### Text extract
Chemically, N-Octyltriethoxysilane belongs to the family of alkyltrialkoxysilanes. Here, an eight-carbon linear alkyl group (the octyl) is joined to a silicon atom, which, in turn, binds to three ethoxy groups. In practical language, this structure means: it brings both water-repelling properties and compatibility with organic systems. Out on the floor, we see it go through its paces in numerous product lines—liquid, clear, with a characteristic mild odor typical of medium-chain functional silanes.
From our reactor, this silane rolls out under the common designation CAS Number 2943-75-1. Purity lands in the high nineties, which is essential for reliable coupling. Moisture content stays low due to active drying during purification. Density and refractive index appear so regularly in our QC reports that even the lab technicians recite them by heart. In this process, color consistency serves as both an aesthetic and a chemical quality marker—real life rarely lets us ignore visible shifts in tone, since these hint at possible hydrolysis or contamination.
Over decades, we’ve watched N-Octyltriethoxysilane get loaded into mixers for water repellent concrete, drift into glass sizing kettles, and turn up in paints intended for high humidity environments. The reason? Its medium chain creates a balance—it’s long enough to repel water and boost hydrophobicity without adding so much bulk that reactivity dies off.

### Supplied data

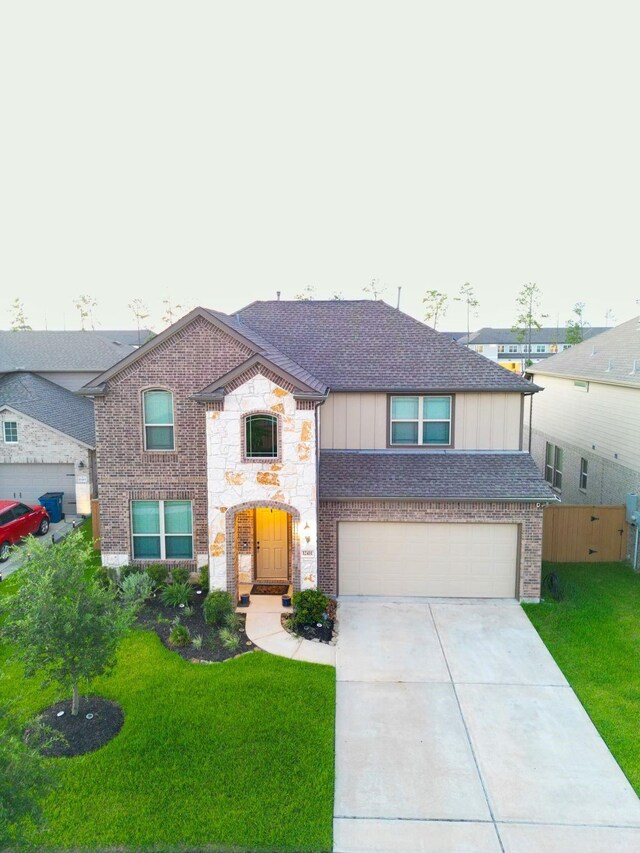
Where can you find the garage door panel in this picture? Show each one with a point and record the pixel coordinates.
(27, 481)
(427, 559)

### What to work on
Continue the text on N-Octyltriethoxysilane from the point where it stops.

### Answer for this exercise
Concrete producers, in particular, appreciate how it reduces efflorescence and stops moisture entry thanks to the octyl group’s ability to orient at the pore surface, keeping water at bay. The silane forms strong siloxane bonds on the substrate—these aren’t marketing terms for us. We see that bridge forming under the microscope, and it remains robust even after simulated years of acid rain or freeze-thaw cycles. Road and bridge teams, as well as building protection experts, come to us with field data and core samples, and the feedback shapes how we tweak our process.
Beyond construction, formulators in coatings and sealants favor N-Octyltriethoxysilane for its ability to improve substrate adhesion—especially to inorganic surfaces like glass and mineral fillers. When blended into reactive resins or emulsion paints, it minimizes water uptake over the long term. We’ve taken calls from customers experimenting with synthetic zeolites, specialty rubbers, and crosslinkers where a similar interface challenge arises.
Working in manufacturing, the difference between silanes comes down to how their alkyl backbone interacts with both our process equipment and with your end materials. Compared to shorter chain silanes like methyltriethoxysilane or propyltrimethoxysilane, the octyl version offers a deeper water barrier. We see less penetration of liquid water and longer-term hydrophobicity in side-by-side concrete testing. That longer chain does slow down hydrolysis a bit, though—practically, that means it’s slightly less reactive in some waterborne formulations, giving processors a wider working window for application.
Longer alkyl chains, as seen in decyl or dodecyl silanes, can take hydrophobicity a notch further, but at a cost. Bulkier molecules sometimes block reactive sites and may phase separate in certain systems. In our reactors and blending tanks, octyl keeps a sweet spot between performance and processability. It doesn’t cause as much fogging as some ultra-long-chain silanes, which matters when used in glass treatment or transparent coatings.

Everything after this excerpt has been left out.